## [Trecho]

┄┄┄┄┄┄┄┄┄┄

Três dos quatro homens condenados pela "Chacina dos Portugueses", ocorrida em 2001, estão em regime semiaberto. Todos tiveram penas de mais de 100 anos e o mentor do crime - seis empresários foram torturados e enterrados vivos - Luís Miguel Militão Guerreiro, também português, tem previsão para encerrar a pena em 20/03/2027.

Foi Militão que teve a maior pena: 150 anos, em julgamento realizado em 2002. Manoel Lourenço Cavalcante e José Jurandir Pereira Ferreira foram condenados a 120 anos de prisão, enquanto
Raimundo Martins da Silva Filho (considerado o mais violento) foi condenado a 132 anos.

Outro condenado, Leonardo Sousa do Espírito Santo, está em regime fechado. Já no nome de José Jurandir Pereira, conforme o Tribunal da Justiça do Ceará (TJCE), "não consta processo em andamento ou em fase de execução penal". Como a lei brasileira prevê pena máxima de 30 anos, presos devem sair da cadeia dentro desse prazo limite.

Era madrugada de 12 de agosto de 2001 quando a barraca Vela Latina, na Praia do Futuro, em Fortaleza, se tornava cenário de um crime que viria a assombrar o Brasil e a Europa. Seis empresários portugueses foram torturados e enterrados vivos, naquela que ficou conhecida como a "Chacina dos Portugueses", marcada como um dos crimes mais chocantes da história do Ceará.

O mentor intelectual do ato criminoso foi Militão, natural de Portugal, tal qual todas as vítimas. Em entrevista ao O POVO em 2001, o homem comentou que tudo começou com uma “brincadeira”. 

Conforme contou, ele teria avisado ao restante dos acusados sobre a chegada de uns amigos de Portugal. Seus conterrâneos, e futuras vítimas, eram Joaquim Silva Mendes, Joaquim Manuel Pestana da Costa, Joaquim Fernandes, Manuel Joaquim Barros, Vítor Manuel Martins e António Correia Rodrigues.

Ao saber da notícia, os demais acusados teriam passado, então, a ventilar a possibilidade de ficar com o dinheiro dos empresários. O planejamento do crime teria começado a se consolidar cerca de um mês antes da chegada dos portugueses. Sequestro e um pedido de resgate chegaram a ser cogitados pelo grupo. 

Segundo contou Militão ao O POVO na época, matar os turistas não fazia inicialmente parte das intenções dele e dos demais acusados. No entanto, pouco dias antes da chegada do estrangeiros, os criminosos chegaram a conclusão de que essa seria a “melhor solução” para que não fossem descobertos.

┄┄┄┄┄┄┄┄┄┄

(Itens guardados)

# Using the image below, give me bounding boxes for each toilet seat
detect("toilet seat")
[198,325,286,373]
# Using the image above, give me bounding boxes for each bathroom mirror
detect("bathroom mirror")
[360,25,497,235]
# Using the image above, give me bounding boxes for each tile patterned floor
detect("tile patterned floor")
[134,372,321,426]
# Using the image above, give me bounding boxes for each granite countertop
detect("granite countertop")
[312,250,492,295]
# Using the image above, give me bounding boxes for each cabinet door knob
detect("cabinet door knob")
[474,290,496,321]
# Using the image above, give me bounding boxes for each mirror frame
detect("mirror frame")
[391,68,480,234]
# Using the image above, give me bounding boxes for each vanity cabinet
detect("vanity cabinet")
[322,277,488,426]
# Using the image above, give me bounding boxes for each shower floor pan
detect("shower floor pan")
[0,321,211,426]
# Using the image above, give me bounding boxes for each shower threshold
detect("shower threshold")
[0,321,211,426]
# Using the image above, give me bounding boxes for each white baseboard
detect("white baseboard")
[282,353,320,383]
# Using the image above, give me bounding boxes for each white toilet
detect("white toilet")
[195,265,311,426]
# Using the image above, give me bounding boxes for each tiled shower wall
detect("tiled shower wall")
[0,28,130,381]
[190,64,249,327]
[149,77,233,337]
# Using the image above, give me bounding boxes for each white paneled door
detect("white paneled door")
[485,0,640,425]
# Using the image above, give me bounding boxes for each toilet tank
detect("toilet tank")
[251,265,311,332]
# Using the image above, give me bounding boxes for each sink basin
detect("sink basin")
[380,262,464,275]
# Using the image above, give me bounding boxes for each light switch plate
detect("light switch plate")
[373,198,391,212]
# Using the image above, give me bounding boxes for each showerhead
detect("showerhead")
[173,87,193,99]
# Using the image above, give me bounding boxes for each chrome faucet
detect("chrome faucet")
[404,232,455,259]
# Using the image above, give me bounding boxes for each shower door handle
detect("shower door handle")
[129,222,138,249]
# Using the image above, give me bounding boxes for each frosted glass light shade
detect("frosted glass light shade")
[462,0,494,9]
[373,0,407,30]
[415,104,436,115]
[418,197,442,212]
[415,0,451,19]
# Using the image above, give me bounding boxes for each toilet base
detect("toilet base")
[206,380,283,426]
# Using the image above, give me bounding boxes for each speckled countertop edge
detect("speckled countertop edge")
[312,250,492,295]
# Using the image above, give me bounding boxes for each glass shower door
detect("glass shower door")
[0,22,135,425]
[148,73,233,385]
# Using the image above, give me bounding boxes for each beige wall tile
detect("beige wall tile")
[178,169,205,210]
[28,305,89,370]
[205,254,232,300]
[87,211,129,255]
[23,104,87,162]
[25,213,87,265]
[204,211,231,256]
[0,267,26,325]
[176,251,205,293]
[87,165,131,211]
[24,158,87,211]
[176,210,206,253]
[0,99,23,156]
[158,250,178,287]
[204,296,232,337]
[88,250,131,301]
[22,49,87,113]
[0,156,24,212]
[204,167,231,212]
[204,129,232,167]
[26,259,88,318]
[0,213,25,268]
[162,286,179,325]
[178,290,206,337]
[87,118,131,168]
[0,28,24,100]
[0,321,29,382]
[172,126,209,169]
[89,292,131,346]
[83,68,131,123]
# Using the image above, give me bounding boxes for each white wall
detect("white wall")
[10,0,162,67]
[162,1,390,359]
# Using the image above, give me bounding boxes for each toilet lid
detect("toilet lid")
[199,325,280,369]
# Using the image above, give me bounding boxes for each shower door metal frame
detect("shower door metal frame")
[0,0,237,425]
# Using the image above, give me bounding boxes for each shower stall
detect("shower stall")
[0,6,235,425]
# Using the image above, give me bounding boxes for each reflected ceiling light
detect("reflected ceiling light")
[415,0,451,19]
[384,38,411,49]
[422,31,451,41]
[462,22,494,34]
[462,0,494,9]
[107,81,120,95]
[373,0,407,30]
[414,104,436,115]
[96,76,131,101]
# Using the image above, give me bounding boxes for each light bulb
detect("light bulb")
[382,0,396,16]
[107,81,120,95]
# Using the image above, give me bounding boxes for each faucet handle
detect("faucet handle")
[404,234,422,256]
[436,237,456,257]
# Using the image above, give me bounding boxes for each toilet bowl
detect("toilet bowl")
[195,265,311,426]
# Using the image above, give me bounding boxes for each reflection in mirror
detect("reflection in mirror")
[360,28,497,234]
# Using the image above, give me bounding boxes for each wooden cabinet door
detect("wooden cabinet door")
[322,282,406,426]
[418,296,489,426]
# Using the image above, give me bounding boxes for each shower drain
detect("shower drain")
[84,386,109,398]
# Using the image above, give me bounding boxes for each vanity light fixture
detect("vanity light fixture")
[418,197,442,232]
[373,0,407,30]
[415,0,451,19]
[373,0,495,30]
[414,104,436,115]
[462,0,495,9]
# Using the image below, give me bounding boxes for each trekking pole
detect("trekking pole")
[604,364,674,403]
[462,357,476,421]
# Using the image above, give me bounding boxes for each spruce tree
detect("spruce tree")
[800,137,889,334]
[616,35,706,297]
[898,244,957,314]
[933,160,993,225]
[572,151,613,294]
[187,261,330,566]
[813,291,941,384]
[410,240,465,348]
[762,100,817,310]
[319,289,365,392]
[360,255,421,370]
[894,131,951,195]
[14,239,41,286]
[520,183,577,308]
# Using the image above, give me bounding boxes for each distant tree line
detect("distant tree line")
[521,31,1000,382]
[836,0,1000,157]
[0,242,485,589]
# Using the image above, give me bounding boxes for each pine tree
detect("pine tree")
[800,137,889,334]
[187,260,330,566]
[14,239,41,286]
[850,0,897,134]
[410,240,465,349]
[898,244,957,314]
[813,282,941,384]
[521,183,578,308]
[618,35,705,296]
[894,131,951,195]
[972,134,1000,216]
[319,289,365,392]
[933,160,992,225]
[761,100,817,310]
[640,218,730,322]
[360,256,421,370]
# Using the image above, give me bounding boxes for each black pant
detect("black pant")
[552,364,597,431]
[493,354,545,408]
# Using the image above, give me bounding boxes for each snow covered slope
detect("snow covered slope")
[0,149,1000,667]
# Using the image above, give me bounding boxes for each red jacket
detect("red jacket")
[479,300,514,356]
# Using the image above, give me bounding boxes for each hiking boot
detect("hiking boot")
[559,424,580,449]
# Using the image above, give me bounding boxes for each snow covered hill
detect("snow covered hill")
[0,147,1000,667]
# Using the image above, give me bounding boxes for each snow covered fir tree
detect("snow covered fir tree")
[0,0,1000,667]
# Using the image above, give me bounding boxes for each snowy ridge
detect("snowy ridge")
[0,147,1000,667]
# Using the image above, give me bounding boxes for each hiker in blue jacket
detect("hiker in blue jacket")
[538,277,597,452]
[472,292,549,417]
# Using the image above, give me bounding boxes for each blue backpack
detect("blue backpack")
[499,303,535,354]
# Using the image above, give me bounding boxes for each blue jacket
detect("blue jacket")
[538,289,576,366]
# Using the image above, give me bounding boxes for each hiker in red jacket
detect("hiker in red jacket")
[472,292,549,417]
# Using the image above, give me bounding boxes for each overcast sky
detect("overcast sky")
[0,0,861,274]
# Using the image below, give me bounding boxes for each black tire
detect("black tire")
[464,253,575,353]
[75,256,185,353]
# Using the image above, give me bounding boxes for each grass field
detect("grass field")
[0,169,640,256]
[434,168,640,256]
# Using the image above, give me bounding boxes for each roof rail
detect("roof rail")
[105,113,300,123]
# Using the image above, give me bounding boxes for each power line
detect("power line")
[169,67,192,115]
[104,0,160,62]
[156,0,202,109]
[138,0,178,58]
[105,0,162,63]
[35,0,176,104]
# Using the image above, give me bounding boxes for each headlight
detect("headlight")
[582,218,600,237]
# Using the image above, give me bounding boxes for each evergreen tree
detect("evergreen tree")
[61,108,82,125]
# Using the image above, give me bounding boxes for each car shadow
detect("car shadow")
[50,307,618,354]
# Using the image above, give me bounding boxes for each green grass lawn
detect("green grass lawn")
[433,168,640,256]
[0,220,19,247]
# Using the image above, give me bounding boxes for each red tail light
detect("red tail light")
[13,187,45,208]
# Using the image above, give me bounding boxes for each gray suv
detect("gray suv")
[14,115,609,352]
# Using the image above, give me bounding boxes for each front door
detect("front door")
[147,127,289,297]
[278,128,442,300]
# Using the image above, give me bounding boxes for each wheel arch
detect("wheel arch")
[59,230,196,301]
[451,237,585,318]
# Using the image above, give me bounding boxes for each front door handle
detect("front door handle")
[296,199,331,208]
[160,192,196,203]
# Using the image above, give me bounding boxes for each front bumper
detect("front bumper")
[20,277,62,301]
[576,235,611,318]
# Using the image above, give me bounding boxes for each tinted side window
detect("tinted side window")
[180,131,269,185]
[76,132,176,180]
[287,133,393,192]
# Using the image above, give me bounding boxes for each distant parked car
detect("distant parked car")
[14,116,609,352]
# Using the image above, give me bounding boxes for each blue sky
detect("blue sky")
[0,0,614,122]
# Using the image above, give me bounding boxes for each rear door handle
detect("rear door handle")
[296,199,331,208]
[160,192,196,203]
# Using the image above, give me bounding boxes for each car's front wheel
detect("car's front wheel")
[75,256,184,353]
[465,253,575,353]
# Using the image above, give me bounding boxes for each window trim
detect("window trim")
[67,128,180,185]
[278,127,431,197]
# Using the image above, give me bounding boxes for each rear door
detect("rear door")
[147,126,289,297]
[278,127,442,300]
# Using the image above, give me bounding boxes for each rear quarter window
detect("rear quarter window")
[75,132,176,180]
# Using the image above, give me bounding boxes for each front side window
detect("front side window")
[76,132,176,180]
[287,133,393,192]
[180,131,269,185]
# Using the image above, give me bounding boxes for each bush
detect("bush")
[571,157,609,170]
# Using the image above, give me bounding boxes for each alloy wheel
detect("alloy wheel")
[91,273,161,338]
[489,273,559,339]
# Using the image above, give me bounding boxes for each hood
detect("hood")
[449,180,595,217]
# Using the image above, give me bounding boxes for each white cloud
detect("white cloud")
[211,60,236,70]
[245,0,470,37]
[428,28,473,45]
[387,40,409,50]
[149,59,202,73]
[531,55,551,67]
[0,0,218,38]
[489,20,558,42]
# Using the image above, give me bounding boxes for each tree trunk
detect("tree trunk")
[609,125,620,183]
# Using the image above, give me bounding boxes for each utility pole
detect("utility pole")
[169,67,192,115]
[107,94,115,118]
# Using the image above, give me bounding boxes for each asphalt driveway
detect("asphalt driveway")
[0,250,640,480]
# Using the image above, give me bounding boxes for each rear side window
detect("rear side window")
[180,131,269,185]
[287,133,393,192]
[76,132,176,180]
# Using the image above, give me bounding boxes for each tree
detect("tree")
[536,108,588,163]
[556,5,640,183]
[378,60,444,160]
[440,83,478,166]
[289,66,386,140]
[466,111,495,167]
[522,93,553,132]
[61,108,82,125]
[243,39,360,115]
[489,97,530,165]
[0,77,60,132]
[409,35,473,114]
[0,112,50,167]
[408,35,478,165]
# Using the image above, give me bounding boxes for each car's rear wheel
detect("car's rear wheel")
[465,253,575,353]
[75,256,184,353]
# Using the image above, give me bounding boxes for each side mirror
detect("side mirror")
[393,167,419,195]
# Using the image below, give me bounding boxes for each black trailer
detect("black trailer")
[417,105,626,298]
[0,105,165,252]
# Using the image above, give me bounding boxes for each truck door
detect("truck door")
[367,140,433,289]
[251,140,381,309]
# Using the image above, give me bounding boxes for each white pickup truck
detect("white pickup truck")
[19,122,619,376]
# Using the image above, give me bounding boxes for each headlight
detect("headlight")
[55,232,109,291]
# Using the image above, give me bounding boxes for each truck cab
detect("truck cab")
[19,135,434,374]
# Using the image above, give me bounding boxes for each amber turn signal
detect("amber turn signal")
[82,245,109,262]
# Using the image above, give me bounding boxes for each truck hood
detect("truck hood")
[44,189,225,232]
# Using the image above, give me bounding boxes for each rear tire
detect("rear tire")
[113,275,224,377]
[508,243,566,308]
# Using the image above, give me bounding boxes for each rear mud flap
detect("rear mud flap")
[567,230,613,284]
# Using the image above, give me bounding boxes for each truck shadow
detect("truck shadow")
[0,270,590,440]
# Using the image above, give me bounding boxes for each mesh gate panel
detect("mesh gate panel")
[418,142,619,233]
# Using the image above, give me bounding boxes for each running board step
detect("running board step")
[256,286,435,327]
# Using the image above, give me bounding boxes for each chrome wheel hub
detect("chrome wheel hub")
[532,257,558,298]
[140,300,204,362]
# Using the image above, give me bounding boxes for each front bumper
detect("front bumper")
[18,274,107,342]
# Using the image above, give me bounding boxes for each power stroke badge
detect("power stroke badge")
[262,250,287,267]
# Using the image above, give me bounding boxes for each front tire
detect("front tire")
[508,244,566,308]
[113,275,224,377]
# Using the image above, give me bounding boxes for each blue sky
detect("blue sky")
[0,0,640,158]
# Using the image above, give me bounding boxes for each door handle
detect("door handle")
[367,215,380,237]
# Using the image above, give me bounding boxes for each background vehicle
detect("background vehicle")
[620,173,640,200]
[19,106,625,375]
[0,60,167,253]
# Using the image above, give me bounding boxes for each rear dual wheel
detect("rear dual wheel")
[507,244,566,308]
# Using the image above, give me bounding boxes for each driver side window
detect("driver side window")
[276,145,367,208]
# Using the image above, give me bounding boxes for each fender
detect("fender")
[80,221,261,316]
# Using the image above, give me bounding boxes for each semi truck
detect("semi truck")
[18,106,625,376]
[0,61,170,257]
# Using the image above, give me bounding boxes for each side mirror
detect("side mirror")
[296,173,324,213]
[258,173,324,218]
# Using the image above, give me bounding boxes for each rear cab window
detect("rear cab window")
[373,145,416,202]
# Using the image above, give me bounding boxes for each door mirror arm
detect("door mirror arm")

┄┄┄┄┄┄┄┄┄┄

## [Tarefa escrita A]
Segundo o trecho sobre a Chacina dos Portugueses, em que barraca aconteceu o crime?
## [Tarefa escrita B]
Repita, do trecho sobre a Chacina dos Portugueses, a parte que começa em "Ao saber da" e vai até "cogitados pelo grupo.".
Os registros não têm nenhum papel aqui.

## [Resultado final A]
Na barraca Vela Latina, na Praia do Futuro, em Fortaleza.

## [Resultado final B]
Ao saber da notícia, os demais acusados teriam passado, então, a ventilar a possibilidade de ficar com o dinheiro dos empresários. O planejamento do crime teria começado a se consolidar cerca de um mês antes da chegada dos portugueses. Sequestro e um pedido de resgate chegaram a ser cogitados pelo grupo.